### PROBLEM SET
**A.** Update the part of the post on inexpensive weddings that opens with the words containing "I’ve already told" and closes with "were confused) post.", putting "sentimental tribute" in place of "soppy ode".
**B.** Answer these from the post on inexpensive weddings:
(i) Which wedding anniversary did the couple mark yesterday?
(ii) About how much did the wedding cost in total?
(iii) What did the bride pay for her dress on sale?

How to have an inexpensive wedding

4 Dec

Yesterday was Aaron (Aaron’s? Should there be an s there?) and my 8th wedding anniversary. We both thought our anniversary was today until I checked our wedding certificate at nearly 4pm when I got a feeling that it was the third and not the fourth. Yes, yes, I know it’s terrible that neither of us knows the date we got married. But in our defence, we originally were getting married on the 4th, but changed it because the flight to Fiji on the 5th was full. There was availability on the 4th, so we changed the wedding date to the 3rd and now we always get confused when our anniversary rolls around.

I’ve already told you about the day we started going out, so I’m not going to write a soppy ode to my Boo (that’s Aaron, in case you were confused) post.

Instead, I’m going to tell you how to have a wedding that won’t cost you an arm and a leg. When Aaron and I got married, I was working full time, and earning approximately $400 a week after tax. Aaron was in university and earning approximately nothing. We wanted to have a lovely, fun wedding, but we obviously didn’t have the funds to spend very much on it. In total, our wedding cost us (er…me… but that’s ok, because now I earn  hardly anything with my sponsored posts, and Aaron brings home the bacon) about $1000. Yes, you read that right. Here’s how we did it:

1. Leave a large gap between the engagement and the wedding so you have plenty of time to shop around and find things for cheap. Also, you can book airline tickets around 9 months in advance and the earlier you book, the cheaper the tickets as they are based on availability (i.e. there are a set number of tickets at the very cheapest price, a set number at the next price and so on, so obviously the cheaper ones will go first. At least that is how it works in Australia. I know, I used to be a travel agent).

2. Find out when bridal shops are having sales. Sometimes you can get a really good deal. Usually there are good sales in June, before the end of the financial year. I got my dress for $500, which was on sale from $1000. I got in before we even got engaged, but what can I say, my mother in law told me the bridal shop was having a really good sale, we went, I found one I loved, I put it on lay-by. I knew that Aaron and I would get married one day (11 months later, as it turned out).

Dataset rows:
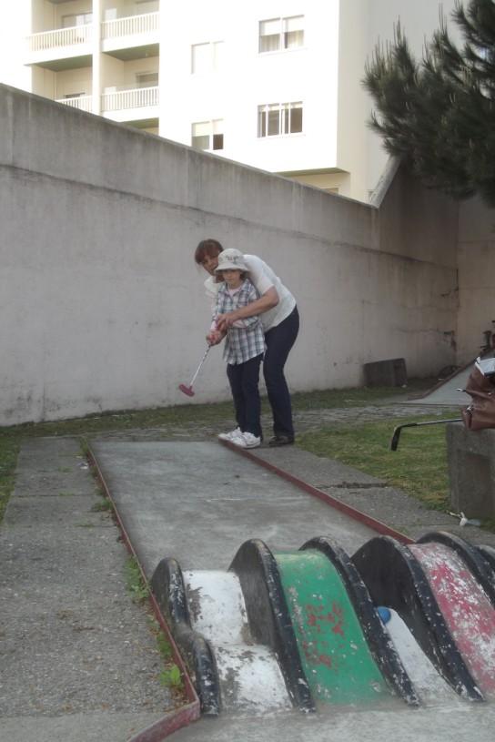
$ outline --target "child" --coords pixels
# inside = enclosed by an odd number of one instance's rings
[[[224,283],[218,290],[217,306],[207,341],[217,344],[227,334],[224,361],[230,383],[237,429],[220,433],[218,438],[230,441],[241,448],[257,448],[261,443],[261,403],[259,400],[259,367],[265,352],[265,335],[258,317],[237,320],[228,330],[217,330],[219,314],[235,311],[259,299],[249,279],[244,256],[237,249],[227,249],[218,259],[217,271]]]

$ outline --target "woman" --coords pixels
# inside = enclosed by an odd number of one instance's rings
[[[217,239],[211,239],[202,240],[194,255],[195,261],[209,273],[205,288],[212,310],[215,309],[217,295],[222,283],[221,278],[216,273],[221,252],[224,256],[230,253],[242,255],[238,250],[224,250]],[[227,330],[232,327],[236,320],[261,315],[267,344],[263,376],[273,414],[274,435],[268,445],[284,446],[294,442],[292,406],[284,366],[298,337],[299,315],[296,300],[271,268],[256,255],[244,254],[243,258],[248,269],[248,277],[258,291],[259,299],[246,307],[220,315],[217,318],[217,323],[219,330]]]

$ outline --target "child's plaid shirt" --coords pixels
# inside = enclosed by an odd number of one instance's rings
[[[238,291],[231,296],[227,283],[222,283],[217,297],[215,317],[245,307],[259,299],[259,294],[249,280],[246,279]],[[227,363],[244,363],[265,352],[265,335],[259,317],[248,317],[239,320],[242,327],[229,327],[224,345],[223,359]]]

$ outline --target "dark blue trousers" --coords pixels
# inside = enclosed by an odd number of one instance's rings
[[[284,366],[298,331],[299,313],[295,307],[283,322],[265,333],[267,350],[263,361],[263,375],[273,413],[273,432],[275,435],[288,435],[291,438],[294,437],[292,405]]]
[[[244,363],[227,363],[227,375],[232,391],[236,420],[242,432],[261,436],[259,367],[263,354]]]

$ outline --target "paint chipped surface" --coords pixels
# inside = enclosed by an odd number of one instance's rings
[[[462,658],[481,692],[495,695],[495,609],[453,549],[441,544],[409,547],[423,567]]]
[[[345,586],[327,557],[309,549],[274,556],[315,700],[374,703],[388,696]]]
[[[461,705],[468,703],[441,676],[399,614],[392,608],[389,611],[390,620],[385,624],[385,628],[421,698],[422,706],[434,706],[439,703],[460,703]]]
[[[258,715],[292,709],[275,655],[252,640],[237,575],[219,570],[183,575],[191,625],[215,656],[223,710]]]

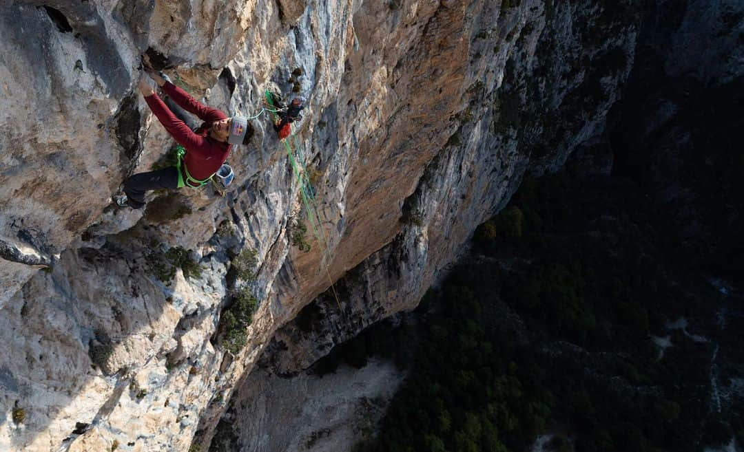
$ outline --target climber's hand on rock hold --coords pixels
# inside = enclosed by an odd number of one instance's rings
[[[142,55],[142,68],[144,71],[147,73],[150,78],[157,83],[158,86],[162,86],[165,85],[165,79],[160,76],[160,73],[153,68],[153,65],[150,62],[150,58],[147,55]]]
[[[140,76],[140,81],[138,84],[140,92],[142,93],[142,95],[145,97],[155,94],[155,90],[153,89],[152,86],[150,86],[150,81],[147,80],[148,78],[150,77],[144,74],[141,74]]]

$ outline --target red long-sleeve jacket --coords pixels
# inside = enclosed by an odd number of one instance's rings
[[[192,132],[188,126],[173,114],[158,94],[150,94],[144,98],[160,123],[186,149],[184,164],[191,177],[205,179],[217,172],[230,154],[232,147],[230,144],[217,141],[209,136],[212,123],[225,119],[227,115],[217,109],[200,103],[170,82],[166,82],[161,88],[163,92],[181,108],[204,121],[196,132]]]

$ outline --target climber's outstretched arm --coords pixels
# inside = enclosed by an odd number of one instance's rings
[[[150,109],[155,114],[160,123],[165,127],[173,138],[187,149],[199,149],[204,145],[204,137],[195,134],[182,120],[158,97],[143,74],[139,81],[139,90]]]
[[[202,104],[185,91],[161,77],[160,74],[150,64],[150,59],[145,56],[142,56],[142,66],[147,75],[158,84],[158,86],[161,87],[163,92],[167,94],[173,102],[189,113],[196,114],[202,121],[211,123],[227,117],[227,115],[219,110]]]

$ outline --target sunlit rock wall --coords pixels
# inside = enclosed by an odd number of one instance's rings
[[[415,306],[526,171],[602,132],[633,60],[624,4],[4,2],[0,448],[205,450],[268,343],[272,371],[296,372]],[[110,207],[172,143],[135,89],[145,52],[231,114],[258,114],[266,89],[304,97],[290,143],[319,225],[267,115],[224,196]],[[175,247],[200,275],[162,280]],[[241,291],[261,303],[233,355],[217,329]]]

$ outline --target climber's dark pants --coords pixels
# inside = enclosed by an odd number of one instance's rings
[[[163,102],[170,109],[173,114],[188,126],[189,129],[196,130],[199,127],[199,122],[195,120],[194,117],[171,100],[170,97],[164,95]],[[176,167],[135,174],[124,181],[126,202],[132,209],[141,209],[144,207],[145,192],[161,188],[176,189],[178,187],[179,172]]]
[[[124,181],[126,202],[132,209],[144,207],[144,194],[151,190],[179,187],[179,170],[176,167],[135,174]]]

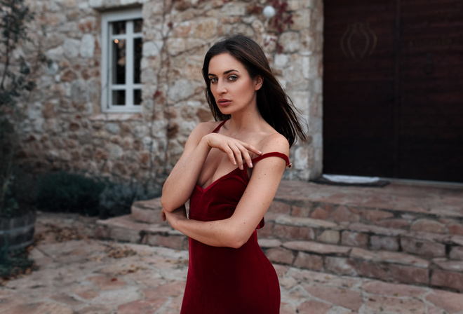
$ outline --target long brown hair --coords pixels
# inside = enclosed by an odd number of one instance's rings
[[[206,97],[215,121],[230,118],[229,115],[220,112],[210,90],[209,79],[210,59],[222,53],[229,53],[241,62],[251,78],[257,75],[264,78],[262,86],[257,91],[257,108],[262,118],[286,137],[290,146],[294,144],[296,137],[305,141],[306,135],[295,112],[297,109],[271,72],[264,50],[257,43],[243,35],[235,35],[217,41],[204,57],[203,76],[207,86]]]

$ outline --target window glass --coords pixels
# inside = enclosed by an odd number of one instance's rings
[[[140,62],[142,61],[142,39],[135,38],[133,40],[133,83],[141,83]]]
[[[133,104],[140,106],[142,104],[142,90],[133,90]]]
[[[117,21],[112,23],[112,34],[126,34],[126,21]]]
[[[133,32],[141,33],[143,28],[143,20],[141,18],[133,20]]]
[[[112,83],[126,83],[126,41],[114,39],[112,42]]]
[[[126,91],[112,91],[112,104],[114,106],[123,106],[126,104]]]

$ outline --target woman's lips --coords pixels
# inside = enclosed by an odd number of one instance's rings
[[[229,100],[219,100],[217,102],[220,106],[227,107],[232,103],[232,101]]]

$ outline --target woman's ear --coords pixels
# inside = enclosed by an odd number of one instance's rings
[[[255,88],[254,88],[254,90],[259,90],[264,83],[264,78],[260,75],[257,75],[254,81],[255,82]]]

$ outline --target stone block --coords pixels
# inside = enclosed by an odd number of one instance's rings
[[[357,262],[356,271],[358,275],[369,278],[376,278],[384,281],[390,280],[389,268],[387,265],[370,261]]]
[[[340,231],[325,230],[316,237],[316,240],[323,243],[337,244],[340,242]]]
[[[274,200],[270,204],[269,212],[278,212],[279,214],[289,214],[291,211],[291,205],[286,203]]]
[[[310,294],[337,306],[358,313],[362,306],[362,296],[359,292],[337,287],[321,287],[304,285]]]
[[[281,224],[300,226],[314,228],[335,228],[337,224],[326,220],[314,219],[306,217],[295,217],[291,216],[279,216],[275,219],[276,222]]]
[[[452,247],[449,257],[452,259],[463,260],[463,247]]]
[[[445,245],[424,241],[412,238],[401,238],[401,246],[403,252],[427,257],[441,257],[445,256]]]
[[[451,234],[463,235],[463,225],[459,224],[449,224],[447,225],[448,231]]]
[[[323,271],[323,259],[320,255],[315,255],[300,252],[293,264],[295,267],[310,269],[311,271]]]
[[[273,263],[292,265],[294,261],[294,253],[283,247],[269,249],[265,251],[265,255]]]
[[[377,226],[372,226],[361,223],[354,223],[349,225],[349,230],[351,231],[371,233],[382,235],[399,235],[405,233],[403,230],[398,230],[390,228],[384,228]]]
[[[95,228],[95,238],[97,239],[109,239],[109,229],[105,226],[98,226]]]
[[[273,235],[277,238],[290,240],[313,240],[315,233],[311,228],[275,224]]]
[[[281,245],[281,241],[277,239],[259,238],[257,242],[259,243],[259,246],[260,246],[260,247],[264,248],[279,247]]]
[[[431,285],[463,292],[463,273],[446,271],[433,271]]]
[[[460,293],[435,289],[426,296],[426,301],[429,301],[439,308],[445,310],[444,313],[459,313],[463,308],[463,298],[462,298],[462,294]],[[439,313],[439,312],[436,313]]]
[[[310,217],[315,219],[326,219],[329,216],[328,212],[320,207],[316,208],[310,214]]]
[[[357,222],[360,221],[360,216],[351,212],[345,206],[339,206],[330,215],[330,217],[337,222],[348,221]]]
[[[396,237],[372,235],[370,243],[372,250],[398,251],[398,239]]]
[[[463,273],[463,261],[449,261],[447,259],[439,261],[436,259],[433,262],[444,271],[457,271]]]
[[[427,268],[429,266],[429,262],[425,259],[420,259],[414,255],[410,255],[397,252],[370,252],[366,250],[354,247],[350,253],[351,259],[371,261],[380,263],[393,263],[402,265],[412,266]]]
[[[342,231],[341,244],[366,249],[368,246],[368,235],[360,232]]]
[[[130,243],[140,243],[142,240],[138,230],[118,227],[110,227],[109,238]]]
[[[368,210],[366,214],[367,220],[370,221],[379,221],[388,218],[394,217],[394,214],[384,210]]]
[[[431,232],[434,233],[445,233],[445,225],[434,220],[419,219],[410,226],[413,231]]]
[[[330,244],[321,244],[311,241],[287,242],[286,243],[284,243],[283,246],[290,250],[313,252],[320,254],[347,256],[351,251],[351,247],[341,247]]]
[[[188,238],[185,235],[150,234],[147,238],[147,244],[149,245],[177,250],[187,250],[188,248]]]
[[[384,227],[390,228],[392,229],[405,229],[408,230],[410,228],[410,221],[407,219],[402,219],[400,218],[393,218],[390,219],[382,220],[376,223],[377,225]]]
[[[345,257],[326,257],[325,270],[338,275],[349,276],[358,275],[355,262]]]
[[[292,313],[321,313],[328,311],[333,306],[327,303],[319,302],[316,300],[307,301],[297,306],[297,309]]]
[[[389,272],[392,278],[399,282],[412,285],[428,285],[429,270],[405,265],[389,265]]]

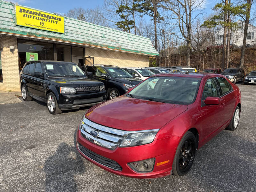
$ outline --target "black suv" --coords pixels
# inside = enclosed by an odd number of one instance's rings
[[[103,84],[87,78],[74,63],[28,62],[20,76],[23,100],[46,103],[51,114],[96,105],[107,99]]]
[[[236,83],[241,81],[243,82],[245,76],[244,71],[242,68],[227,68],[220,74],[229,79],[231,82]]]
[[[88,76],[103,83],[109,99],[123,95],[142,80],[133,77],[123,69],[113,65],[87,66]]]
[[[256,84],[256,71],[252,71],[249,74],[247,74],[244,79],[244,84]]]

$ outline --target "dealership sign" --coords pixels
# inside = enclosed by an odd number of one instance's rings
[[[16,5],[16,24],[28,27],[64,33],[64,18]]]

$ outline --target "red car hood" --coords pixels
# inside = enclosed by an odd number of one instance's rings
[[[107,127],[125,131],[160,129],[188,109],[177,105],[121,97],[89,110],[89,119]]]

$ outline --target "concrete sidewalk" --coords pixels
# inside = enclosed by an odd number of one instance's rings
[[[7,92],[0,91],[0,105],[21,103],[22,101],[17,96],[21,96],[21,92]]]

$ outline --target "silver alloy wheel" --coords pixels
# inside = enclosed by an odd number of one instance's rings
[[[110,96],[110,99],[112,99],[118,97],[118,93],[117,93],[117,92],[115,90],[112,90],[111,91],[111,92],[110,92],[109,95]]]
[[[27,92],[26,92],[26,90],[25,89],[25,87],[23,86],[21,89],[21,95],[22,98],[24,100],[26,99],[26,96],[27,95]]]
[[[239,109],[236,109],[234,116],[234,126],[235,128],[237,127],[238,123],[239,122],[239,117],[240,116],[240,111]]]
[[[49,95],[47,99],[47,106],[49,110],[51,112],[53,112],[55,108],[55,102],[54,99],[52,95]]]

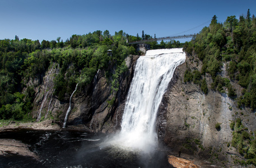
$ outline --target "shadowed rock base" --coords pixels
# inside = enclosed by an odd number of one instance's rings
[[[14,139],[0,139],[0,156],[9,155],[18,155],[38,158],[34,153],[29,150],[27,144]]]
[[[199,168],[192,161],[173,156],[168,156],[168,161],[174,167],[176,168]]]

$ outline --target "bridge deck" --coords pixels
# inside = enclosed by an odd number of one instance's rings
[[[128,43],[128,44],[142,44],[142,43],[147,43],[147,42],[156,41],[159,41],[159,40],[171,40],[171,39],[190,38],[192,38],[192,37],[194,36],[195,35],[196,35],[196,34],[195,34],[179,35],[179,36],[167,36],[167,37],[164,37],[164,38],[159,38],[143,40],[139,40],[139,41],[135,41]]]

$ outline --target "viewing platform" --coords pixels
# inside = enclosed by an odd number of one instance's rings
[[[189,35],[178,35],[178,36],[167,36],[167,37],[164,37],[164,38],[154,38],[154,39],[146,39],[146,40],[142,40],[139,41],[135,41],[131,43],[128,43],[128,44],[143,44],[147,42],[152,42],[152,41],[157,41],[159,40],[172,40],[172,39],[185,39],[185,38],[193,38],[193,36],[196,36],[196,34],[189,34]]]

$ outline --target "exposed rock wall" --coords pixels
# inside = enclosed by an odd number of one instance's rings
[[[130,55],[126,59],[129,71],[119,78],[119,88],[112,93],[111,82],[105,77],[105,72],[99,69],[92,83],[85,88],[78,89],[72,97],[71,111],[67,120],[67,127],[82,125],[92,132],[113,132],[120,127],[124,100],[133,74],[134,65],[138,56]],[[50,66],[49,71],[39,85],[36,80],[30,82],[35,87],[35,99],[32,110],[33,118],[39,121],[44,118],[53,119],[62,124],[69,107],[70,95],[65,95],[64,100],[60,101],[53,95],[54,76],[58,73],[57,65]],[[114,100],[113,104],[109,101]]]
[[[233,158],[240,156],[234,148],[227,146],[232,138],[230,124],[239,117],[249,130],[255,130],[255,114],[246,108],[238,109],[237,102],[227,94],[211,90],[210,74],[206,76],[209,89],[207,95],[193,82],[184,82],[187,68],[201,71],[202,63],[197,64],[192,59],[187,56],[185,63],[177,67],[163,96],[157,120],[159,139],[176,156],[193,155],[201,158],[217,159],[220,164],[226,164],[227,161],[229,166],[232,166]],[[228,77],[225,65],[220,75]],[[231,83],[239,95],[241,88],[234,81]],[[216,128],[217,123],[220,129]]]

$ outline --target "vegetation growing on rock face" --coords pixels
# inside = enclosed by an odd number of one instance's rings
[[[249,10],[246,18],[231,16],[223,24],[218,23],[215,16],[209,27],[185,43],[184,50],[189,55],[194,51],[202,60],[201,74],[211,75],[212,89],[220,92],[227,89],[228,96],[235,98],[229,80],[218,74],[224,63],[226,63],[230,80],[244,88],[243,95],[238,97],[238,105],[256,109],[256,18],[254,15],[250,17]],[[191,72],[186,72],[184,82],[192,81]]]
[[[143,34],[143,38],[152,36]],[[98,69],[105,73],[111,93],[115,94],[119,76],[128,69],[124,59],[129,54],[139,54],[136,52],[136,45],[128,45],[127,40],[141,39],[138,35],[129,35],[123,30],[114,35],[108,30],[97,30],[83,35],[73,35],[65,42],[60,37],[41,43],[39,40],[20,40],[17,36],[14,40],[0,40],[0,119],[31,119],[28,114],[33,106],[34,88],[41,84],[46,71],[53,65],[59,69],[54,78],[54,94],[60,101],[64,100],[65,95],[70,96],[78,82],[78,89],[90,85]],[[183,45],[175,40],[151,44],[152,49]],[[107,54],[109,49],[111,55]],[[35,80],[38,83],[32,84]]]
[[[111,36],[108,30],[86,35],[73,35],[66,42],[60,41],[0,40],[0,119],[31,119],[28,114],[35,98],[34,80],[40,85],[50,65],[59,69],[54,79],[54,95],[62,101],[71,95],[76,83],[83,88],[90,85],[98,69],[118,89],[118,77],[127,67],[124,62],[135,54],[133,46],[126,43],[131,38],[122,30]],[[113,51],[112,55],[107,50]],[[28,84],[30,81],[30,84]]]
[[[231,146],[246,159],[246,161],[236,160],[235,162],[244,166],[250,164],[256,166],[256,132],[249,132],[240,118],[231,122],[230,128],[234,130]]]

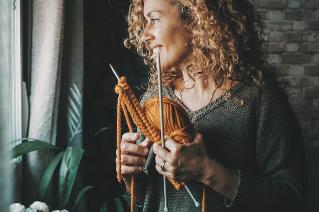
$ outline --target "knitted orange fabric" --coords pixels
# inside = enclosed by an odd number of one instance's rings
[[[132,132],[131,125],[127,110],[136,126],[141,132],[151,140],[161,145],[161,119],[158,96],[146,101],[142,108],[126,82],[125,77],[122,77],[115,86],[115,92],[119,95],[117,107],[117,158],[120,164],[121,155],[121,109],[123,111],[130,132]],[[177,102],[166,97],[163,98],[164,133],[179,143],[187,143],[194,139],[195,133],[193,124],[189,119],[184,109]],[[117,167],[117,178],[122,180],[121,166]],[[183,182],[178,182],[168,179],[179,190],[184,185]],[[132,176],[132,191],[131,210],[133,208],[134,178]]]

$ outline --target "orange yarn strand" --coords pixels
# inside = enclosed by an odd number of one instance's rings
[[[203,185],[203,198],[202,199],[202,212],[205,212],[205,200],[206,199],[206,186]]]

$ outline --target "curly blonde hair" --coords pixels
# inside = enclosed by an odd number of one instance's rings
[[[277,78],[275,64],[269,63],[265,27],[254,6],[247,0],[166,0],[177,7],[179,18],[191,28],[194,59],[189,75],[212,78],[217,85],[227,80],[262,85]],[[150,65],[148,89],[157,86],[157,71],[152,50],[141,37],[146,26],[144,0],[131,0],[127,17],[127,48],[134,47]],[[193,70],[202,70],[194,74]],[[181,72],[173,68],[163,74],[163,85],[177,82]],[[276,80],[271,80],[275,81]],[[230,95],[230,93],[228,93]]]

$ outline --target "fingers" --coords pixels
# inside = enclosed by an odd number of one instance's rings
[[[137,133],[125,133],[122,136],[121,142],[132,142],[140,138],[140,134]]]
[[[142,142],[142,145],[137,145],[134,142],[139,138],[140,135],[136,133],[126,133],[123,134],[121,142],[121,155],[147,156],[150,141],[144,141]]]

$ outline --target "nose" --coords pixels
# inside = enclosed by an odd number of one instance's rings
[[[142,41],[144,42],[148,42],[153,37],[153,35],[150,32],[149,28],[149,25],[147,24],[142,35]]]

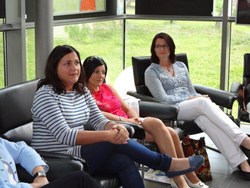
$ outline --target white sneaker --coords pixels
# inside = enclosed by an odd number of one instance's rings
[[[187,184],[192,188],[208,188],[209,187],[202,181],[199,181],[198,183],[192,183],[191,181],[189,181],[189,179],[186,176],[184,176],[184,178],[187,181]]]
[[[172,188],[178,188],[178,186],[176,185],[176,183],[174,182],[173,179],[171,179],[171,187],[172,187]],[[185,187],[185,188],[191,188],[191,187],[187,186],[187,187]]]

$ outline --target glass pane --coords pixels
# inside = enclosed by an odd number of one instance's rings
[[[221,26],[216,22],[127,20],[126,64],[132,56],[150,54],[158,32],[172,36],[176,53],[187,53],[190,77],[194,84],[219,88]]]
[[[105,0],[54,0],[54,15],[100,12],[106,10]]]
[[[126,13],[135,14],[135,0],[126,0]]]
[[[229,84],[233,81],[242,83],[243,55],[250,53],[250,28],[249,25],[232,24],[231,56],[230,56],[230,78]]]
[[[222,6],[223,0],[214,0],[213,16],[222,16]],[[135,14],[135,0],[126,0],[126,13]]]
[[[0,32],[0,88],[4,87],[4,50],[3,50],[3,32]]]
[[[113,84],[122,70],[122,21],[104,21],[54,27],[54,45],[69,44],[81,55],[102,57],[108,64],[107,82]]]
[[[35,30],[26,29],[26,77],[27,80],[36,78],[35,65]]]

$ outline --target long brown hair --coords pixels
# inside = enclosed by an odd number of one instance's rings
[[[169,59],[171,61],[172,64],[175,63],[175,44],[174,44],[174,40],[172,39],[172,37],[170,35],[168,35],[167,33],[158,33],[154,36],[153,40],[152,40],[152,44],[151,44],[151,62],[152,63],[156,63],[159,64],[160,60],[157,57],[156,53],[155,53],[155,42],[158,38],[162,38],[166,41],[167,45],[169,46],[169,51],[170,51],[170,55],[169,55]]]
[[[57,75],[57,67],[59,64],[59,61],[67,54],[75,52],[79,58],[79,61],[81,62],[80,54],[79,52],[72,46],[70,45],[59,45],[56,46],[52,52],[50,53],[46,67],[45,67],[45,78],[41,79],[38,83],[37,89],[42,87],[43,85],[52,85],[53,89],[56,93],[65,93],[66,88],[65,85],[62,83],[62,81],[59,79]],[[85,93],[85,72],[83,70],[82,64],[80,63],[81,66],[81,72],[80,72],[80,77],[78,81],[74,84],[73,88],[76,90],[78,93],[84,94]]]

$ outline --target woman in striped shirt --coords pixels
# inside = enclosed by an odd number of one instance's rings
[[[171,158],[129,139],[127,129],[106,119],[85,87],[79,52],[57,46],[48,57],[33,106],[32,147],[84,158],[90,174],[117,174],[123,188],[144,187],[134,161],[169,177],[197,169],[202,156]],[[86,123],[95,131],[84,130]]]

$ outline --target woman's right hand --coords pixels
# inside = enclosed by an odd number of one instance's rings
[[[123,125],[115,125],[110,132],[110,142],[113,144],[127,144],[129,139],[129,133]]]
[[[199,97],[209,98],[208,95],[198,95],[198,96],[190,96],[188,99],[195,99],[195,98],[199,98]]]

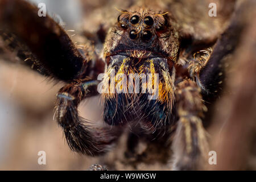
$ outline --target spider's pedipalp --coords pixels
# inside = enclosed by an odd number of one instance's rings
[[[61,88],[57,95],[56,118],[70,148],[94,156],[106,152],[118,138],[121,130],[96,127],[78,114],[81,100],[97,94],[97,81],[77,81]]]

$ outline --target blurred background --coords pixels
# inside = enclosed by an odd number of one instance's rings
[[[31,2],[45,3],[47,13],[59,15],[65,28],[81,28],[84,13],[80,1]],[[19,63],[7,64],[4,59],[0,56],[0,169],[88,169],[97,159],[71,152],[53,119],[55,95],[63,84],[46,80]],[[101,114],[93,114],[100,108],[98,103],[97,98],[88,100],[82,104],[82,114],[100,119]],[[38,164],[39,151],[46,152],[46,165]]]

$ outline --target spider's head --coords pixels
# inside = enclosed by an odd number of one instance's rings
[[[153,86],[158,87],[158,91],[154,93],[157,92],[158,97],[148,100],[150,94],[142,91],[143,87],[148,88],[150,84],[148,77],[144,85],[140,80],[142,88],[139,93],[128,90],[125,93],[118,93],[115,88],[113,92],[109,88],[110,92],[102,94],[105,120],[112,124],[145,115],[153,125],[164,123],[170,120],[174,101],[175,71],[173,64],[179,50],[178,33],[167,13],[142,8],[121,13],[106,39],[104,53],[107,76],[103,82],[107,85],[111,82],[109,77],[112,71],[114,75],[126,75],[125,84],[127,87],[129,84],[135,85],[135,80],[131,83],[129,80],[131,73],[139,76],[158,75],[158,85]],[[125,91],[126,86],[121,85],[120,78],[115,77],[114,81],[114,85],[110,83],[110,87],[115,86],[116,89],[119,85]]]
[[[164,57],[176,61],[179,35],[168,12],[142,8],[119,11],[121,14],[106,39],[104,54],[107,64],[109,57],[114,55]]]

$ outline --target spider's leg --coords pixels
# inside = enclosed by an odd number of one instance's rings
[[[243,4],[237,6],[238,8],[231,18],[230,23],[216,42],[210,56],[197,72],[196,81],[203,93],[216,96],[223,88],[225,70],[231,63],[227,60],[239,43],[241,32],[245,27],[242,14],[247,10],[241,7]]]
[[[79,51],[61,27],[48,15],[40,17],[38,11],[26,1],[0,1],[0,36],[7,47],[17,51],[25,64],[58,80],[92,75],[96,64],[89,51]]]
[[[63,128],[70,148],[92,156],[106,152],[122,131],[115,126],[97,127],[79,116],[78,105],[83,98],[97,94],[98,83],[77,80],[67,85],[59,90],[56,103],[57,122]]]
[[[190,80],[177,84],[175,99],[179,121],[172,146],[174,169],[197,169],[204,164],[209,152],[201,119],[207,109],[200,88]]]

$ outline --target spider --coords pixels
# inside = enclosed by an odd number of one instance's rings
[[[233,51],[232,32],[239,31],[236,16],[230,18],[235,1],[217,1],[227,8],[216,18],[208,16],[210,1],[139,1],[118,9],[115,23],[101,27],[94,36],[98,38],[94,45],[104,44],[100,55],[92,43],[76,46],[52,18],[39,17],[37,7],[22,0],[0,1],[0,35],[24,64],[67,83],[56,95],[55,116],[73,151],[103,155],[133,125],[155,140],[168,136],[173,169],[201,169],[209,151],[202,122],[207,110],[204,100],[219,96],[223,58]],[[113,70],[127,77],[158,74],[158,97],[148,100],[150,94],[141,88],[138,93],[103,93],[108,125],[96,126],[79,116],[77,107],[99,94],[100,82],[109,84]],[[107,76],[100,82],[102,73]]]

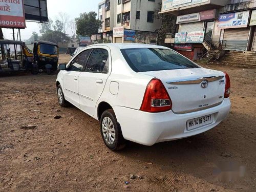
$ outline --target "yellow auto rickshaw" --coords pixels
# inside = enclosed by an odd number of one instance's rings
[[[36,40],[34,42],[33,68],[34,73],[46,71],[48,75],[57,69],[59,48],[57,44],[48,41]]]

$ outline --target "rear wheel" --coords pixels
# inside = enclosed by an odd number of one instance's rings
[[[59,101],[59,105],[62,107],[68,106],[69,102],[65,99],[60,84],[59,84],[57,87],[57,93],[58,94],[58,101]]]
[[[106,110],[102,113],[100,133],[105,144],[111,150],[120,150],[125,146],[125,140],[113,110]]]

### ANSWERS TO THE PROBLEMS
**A.**
I’ve already told you about the day we started going out, so I’m not going to write a sentimental tribute to my Boo (that’s Aaron, in case you were confused) post.

**B.**
(i) Their 8th wedding anniversary.
(ii) About $1000.
(iii) $500, reduced from $1000.